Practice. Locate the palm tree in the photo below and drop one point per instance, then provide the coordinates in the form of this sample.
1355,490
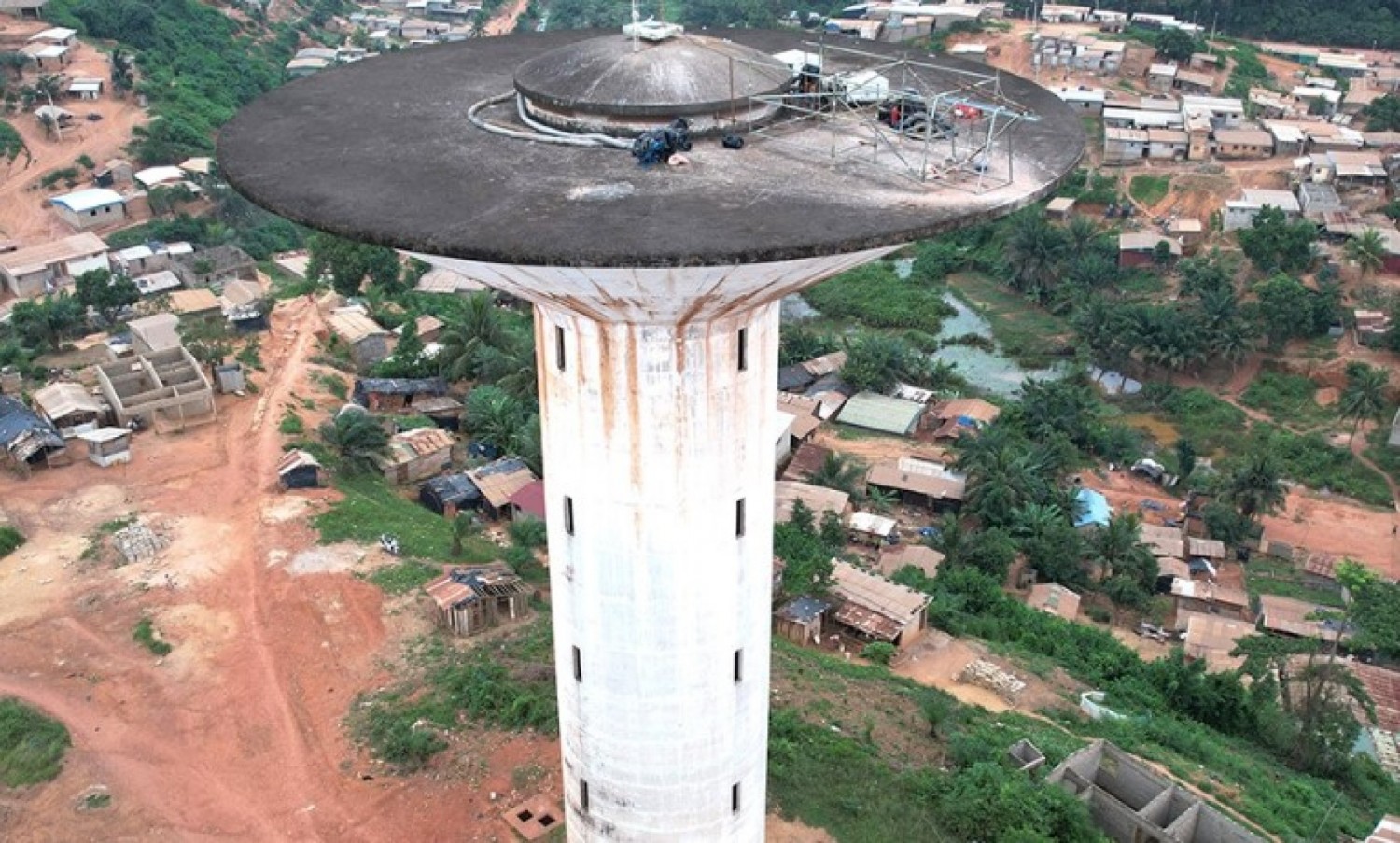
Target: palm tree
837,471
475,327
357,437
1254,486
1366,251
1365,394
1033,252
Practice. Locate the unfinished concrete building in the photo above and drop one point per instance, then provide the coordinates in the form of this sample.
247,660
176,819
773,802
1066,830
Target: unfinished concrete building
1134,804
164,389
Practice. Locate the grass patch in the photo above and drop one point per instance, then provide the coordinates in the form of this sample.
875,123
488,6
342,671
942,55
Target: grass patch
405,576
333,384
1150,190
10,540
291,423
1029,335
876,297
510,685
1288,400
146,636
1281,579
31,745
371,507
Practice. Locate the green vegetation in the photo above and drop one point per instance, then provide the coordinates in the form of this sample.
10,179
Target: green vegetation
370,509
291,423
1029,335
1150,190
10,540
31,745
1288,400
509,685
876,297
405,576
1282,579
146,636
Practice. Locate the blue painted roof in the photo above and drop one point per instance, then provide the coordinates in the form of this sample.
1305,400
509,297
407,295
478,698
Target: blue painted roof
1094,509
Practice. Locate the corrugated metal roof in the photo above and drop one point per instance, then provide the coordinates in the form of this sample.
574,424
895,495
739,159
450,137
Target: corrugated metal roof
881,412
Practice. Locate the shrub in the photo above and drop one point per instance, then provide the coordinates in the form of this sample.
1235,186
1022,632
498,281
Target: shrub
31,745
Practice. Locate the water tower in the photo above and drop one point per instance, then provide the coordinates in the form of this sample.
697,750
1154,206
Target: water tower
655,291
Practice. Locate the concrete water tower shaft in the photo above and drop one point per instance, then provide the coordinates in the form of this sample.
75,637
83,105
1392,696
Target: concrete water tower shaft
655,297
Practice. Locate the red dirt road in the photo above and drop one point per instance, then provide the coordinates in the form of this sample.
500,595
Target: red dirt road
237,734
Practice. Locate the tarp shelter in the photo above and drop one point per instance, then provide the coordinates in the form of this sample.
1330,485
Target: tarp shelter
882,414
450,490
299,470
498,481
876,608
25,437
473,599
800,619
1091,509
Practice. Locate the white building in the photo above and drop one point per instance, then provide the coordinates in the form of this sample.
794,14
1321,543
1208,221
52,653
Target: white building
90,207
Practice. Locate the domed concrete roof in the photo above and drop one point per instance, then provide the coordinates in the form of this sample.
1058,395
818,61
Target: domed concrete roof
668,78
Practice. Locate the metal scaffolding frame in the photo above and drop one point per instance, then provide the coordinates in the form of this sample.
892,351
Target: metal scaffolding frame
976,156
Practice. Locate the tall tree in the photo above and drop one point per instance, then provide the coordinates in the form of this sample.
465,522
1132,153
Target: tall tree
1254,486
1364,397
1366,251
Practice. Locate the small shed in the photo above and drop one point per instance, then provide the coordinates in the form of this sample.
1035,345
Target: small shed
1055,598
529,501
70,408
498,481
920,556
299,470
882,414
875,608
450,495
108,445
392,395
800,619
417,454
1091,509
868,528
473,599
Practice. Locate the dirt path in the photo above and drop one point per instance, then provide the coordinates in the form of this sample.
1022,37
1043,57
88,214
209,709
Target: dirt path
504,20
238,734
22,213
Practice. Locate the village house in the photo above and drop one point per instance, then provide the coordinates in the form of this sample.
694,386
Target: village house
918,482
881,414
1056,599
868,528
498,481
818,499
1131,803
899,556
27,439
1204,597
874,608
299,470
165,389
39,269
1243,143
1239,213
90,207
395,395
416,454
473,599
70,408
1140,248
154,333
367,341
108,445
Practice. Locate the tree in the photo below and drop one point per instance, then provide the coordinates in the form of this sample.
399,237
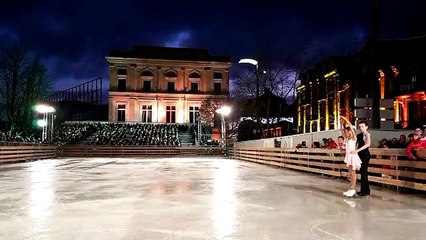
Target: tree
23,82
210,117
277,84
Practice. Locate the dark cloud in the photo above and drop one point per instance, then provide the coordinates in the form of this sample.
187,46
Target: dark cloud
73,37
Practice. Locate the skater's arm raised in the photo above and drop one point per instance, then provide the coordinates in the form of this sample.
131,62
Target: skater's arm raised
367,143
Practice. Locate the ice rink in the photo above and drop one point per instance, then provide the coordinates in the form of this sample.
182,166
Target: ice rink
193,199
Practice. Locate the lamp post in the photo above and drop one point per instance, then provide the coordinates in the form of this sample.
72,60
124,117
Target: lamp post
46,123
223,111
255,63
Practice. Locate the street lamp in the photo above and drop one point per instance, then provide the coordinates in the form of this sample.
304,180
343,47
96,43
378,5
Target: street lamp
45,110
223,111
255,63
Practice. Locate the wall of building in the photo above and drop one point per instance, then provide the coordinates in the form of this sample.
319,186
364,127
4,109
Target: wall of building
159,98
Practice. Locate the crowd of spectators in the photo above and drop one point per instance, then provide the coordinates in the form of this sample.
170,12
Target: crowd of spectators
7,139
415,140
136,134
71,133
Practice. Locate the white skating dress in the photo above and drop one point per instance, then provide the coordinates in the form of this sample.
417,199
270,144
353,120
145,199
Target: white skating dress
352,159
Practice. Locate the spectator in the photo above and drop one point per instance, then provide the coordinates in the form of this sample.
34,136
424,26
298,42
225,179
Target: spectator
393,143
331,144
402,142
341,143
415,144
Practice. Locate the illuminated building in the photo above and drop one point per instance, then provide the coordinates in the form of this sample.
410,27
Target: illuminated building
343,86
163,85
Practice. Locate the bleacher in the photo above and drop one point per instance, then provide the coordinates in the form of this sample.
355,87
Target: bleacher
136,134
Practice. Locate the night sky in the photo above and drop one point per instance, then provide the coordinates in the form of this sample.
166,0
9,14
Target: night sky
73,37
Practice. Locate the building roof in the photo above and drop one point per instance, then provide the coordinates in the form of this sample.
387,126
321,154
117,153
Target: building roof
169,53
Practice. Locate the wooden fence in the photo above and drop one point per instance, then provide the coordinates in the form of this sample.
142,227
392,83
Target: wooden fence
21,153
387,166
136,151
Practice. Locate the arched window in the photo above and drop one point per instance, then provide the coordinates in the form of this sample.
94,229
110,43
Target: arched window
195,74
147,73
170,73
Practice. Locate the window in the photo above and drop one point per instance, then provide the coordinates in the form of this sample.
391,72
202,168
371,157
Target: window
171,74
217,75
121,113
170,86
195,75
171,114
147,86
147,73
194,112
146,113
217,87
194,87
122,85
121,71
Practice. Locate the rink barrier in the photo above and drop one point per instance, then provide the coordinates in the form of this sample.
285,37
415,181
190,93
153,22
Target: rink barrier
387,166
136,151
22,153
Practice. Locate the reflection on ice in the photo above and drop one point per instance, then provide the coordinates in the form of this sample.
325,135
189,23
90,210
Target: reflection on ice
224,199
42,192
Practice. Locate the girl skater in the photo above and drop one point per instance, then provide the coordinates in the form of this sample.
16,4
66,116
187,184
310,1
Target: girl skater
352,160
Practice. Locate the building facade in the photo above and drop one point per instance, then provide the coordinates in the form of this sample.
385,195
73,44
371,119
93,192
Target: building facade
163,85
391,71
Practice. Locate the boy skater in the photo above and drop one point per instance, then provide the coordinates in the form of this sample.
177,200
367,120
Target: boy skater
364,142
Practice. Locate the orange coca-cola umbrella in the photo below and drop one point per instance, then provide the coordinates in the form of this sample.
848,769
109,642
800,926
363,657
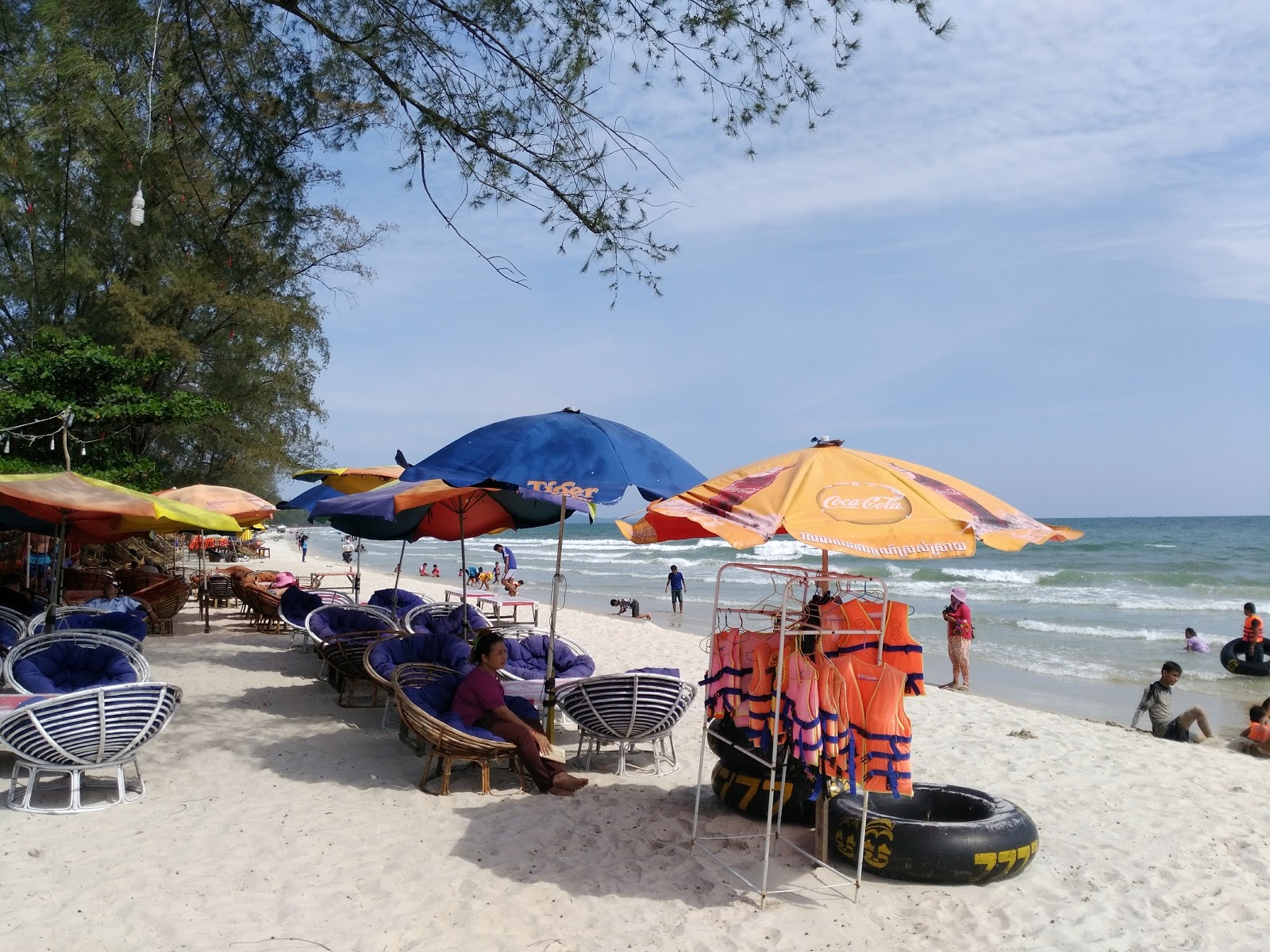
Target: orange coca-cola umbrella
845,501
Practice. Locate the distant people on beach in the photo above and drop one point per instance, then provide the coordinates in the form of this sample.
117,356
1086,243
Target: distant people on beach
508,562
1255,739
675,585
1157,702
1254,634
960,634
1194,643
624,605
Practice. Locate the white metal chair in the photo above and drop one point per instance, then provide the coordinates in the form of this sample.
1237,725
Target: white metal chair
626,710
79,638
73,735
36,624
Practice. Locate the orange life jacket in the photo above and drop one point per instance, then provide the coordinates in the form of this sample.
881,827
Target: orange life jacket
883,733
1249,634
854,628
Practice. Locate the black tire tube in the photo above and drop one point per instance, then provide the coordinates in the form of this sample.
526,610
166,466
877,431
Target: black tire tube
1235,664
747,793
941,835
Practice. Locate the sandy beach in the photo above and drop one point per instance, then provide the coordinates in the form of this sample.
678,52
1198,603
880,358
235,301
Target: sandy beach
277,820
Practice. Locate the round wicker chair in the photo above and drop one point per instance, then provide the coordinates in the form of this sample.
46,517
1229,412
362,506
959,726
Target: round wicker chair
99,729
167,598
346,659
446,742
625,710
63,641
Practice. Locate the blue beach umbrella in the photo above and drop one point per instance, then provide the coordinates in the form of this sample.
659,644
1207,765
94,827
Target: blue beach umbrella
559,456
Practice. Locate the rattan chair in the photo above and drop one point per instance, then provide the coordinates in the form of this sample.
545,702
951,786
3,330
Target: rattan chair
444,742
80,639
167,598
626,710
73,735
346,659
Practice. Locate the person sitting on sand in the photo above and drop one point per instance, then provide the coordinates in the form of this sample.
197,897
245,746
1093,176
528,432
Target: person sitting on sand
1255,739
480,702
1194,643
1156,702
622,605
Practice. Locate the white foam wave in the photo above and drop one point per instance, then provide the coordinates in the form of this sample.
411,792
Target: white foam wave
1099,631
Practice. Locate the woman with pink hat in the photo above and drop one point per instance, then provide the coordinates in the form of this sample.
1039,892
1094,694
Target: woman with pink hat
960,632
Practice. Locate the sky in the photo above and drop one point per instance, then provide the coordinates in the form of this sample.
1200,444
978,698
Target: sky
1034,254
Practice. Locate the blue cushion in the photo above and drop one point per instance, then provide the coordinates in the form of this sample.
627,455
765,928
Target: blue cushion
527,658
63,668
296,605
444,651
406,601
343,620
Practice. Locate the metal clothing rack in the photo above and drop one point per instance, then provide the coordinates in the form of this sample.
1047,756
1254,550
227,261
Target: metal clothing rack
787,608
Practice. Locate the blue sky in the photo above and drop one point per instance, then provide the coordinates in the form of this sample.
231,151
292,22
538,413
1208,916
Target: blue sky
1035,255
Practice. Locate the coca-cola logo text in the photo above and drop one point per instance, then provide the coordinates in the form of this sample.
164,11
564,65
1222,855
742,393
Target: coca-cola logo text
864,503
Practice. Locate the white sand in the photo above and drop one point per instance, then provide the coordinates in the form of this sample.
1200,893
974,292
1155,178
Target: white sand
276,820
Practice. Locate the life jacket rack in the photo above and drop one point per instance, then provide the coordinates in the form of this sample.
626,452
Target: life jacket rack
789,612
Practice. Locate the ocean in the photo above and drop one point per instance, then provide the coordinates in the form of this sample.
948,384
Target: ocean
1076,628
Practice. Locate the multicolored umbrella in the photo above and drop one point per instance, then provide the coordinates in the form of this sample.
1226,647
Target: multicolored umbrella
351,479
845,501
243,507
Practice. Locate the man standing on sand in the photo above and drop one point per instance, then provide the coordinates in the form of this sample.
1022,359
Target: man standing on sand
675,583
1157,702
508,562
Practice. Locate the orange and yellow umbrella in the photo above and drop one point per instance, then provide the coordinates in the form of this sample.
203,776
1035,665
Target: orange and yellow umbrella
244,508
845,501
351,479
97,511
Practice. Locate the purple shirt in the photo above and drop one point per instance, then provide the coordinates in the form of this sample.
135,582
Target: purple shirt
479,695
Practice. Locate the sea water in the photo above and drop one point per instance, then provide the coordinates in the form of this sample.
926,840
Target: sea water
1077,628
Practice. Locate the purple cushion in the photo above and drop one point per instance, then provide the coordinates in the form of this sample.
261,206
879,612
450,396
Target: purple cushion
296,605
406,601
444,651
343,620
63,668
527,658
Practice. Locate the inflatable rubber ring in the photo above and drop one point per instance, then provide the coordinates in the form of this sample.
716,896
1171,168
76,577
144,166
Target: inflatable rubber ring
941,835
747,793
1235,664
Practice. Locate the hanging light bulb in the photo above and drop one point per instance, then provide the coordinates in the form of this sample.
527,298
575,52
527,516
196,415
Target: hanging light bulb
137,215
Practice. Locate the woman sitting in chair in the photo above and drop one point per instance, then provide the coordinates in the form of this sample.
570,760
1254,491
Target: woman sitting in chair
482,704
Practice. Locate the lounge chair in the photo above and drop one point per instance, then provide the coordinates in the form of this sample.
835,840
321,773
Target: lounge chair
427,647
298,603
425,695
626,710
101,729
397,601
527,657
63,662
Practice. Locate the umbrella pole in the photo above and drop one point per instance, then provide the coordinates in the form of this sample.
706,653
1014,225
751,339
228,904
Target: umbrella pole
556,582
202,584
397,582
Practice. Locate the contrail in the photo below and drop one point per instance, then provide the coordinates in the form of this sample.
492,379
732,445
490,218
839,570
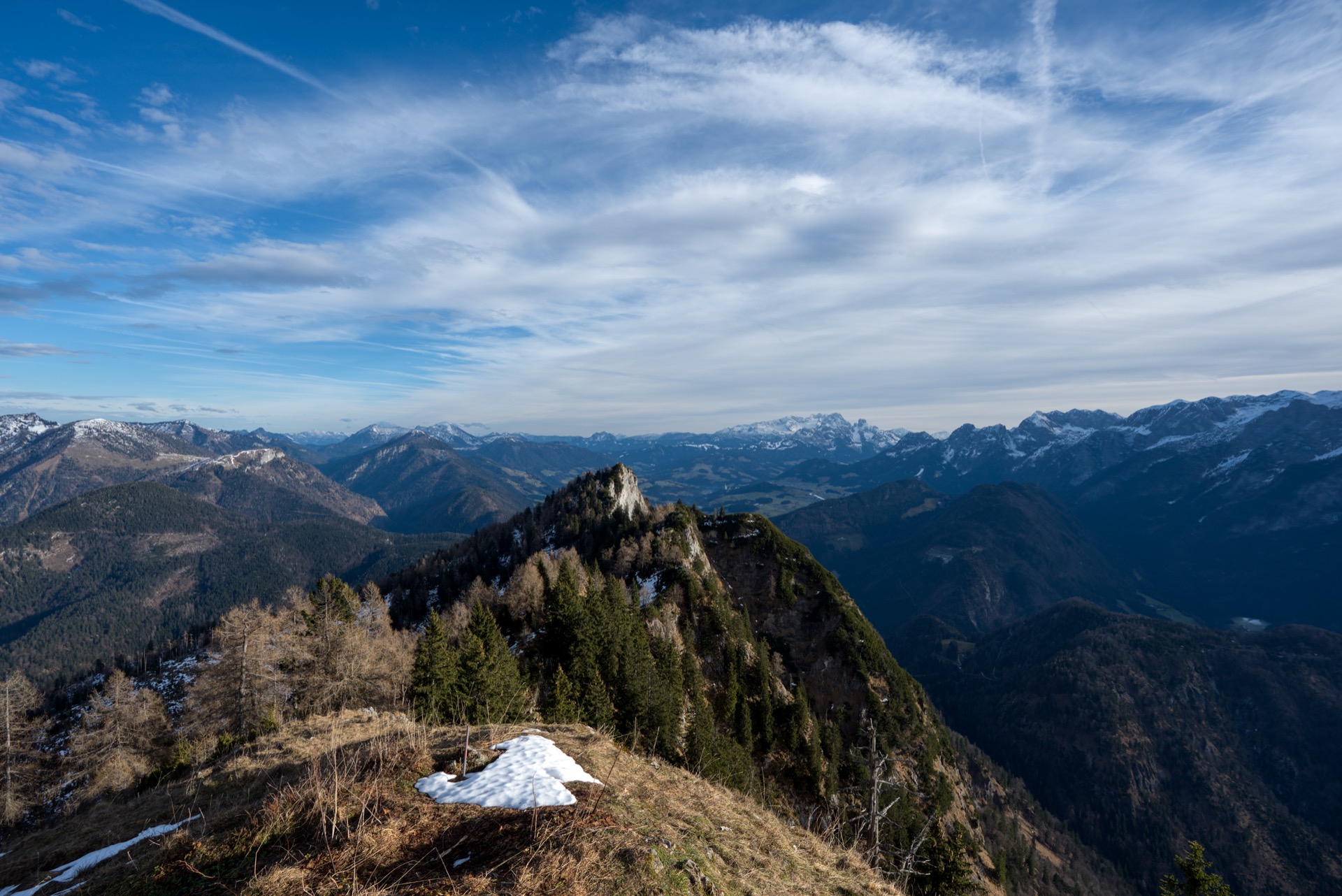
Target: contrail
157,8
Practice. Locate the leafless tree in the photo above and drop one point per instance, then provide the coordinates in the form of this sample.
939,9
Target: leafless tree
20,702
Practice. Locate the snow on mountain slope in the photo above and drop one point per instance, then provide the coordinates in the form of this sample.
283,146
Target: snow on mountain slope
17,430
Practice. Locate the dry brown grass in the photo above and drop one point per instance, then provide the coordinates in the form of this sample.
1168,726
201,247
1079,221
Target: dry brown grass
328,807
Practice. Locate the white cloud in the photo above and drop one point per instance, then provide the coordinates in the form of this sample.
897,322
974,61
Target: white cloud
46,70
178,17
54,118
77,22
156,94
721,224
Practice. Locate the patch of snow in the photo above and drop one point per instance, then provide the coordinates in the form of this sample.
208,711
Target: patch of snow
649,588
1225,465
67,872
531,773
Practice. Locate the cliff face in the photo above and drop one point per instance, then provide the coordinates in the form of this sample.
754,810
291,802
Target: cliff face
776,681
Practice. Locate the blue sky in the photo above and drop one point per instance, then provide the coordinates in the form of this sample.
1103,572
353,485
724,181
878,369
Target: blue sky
^^^^^^^^
* **Your objective**: The string "below" may occur in the listing; show every line where it does.

* **Response for this exercise**:
Practice. Locate the palm tree in the photo below and drop one point per instance, then provide the coordinates in the form of this sample.
Practice. Locate the tree in the photo below and drop one point per instance, then provide the coordinates in the form of this sample.
Practice. Locate the orange coca-cola umbrella in the photo below and drop one point per instance, then provide the coordinates in the form of this sample.
Practice. Locate the contrail in the photo below and drop one point per instance, then provide the coordinates in the form of this sample.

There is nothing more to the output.